Exercise brief: In the passage on Europe's response to COVID-19, what total amount did the European Commission's proposed package come to?

Selected passage:
►
The COVID-19 pandemic is the biggest challenge to European societies since the Second World War. It has also become a defining moment for the European project. From the beginning of the crisis, it was clear that only with a common European response could we overcome, first the health emergency, and then its dramatic economic and social consequences.
The challenge was huge, but Europe lived up to the calls for action, starting with the health response.
Indeed, for the first time in the history of the European Union, we have witnessed close and informed coordination on health issues under the leadership of the European Commission, culminating in the joint procurement for the vaccines that will enable all European citizens to be immunised and Europe’s active participation in the international effort to guarantee access to the vaccine to the citizens of developing countries, in particular from Africa, through COVAXX.
But the European Union also lived up to expectations on the economic and social front with the European Central Bank, the European Commission, the Eurogroup and the European Investment Bank taking swift action to respond to the emergency.
Yet it was also clear from the outset that this was an unprecedented crisis, caused by a symmetrical external shock, and that it would therefore require an unprecedented response, which could not be limited to mobilising existing instruments. We needed to go farther, to jointly and robustly support the recovery of the economies of all Member States, otherwise the Single Market and the European project as a whole would collapse.
The European Commission put forward an ambitious package amounting to €1.8 trillion, divided between a 7-year Multiannual Financial Framework of €1.074 trillion and a €750 billion Recovery Fund, financed through a common debt issue guaranteed by the increase in the Own Resources overhead. This innovative proposal was approved in July during the first European Council of the German Presidency and, after intense negotiations with the European Parliament, it received final approval at the last European Council of this Presidency, on 10 December.
Never before has the European Union proved so necessary. Never before has it been so close to its citizens, responding to their greatest fears and legitimate expectations.
◄
[Dataset entries]
►
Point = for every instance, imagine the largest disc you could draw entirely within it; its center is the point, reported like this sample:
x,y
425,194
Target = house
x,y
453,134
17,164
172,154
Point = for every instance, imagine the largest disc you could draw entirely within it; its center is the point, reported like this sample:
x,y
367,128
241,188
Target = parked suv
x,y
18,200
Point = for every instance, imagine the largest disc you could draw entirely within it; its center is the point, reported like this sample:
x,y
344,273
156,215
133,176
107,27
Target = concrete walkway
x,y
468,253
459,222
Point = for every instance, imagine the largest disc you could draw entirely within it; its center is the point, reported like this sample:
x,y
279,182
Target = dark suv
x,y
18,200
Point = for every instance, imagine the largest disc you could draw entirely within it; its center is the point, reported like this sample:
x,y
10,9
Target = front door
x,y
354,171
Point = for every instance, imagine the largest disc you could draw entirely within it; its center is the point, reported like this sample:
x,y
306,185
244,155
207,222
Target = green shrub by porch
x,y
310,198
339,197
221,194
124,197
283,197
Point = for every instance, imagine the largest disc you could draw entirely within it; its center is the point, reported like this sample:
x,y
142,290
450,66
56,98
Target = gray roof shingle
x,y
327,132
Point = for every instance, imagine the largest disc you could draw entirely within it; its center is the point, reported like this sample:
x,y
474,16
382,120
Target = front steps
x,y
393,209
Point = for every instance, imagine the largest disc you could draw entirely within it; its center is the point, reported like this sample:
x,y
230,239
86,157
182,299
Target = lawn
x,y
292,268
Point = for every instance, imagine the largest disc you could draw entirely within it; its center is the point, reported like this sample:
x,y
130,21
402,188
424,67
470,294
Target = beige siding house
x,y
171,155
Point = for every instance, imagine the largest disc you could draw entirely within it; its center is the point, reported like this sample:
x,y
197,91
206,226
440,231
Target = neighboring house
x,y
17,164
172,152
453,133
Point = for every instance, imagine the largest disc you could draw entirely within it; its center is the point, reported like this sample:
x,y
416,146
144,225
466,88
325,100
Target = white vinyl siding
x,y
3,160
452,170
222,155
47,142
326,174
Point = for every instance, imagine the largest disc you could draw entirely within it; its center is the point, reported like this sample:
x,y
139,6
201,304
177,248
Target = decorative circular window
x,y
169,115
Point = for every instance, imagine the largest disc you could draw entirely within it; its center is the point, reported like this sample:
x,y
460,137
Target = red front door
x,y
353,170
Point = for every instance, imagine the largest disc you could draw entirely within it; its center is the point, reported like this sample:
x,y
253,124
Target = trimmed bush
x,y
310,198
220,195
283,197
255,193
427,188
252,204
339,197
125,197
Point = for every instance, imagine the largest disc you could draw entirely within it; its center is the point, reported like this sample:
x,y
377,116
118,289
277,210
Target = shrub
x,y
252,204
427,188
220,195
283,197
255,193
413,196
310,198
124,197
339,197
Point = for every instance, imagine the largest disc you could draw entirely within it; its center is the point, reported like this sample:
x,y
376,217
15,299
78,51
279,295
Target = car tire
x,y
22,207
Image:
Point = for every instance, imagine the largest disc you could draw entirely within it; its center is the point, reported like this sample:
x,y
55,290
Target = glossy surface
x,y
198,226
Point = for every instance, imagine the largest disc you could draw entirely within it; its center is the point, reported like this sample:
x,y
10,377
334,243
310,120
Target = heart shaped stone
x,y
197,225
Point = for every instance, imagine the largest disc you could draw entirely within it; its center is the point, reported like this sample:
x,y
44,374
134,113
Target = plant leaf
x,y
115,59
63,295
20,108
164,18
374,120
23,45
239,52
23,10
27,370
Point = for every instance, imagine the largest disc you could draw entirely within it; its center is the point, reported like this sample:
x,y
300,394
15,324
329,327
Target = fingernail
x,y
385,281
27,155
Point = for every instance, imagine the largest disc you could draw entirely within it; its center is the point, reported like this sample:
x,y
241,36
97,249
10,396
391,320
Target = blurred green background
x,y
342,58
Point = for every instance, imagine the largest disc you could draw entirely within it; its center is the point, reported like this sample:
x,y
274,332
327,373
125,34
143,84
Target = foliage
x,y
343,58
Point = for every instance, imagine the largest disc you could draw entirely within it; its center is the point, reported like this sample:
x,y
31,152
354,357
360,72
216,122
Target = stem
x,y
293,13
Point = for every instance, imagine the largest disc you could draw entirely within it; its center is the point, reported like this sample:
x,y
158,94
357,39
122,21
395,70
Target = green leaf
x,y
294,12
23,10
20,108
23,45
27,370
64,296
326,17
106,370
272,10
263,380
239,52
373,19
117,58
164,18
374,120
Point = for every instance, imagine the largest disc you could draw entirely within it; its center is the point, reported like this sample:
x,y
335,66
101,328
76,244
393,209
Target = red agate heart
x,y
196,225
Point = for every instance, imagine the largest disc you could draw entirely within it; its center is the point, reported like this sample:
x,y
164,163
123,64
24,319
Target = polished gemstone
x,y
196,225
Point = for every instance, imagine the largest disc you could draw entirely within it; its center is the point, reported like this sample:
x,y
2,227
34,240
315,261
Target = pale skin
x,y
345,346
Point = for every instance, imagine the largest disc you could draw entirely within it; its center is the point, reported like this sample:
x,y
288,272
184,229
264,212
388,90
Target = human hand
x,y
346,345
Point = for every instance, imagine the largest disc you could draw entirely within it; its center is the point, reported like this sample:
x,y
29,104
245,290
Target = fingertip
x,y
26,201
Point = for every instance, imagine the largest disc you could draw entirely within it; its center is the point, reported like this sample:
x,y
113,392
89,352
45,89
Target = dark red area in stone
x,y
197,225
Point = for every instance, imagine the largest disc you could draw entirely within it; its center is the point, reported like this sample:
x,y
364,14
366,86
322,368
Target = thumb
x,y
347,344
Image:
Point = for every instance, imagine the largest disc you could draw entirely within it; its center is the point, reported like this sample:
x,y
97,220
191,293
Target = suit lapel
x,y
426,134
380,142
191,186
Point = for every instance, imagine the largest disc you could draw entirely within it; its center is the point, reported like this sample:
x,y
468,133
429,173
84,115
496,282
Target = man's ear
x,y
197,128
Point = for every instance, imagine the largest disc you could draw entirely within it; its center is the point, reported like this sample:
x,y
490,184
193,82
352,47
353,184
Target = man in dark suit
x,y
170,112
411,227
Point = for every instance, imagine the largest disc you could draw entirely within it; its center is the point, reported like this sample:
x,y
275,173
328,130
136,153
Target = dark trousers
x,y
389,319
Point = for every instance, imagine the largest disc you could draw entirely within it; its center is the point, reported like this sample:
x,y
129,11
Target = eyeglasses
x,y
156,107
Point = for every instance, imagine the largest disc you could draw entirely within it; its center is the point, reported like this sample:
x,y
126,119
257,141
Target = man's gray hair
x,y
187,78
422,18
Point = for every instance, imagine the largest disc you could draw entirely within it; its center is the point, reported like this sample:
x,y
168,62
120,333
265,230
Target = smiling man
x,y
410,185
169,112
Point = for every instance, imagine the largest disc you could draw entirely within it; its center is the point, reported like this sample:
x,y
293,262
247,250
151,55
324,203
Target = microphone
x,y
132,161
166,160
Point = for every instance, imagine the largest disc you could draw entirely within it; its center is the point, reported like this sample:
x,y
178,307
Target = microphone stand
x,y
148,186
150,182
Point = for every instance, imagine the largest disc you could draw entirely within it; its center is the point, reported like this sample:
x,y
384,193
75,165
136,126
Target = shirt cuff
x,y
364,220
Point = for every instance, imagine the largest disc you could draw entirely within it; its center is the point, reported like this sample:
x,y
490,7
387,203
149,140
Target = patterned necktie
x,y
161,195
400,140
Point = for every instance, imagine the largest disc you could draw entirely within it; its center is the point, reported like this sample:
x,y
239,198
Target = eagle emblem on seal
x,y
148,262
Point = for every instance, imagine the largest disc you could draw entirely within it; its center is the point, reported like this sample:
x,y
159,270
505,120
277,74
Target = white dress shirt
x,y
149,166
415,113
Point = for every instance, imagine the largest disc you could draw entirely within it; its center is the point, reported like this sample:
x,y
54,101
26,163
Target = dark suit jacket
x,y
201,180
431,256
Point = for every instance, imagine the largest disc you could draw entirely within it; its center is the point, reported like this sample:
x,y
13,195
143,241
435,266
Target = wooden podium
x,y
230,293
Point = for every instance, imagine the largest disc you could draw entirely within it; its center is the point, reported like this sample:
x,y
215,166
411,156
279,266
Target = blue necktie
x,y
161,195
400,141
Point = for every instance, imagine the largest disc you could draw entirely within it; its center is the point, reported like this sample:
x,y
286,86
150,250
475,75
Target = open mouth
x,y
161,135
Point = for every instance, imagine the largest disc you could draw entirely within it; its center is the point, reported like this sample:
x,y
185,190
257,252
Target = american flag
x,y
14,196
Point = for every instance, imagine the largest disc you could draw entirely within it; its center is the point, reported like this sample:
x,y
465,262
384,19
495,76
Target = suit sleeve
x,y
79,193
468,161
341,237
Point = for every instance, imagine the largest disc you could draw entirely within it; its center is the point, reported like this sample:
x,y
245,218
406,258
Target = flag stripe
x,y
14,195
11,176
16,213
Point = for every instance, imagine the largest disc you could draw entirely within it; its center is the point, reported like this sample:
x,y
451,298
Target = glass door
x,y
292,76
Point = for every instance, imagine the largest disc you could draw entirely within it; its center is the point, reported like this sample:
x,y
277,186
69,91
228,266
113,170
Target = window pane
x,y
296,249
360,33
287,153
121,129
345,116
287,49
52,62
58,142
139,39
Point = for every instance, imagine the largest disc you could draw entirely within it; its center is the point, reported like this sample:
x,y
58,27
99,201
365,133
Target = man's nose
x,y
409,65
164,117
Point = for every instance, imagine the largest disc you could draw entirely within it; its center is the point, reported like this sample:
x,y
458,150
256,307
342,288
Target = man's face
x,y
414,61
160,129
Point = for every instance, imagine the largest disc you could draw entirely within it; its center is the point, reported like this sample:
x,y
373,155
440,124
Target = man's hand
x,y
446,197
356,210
◄
Written answer: €1.8 trillion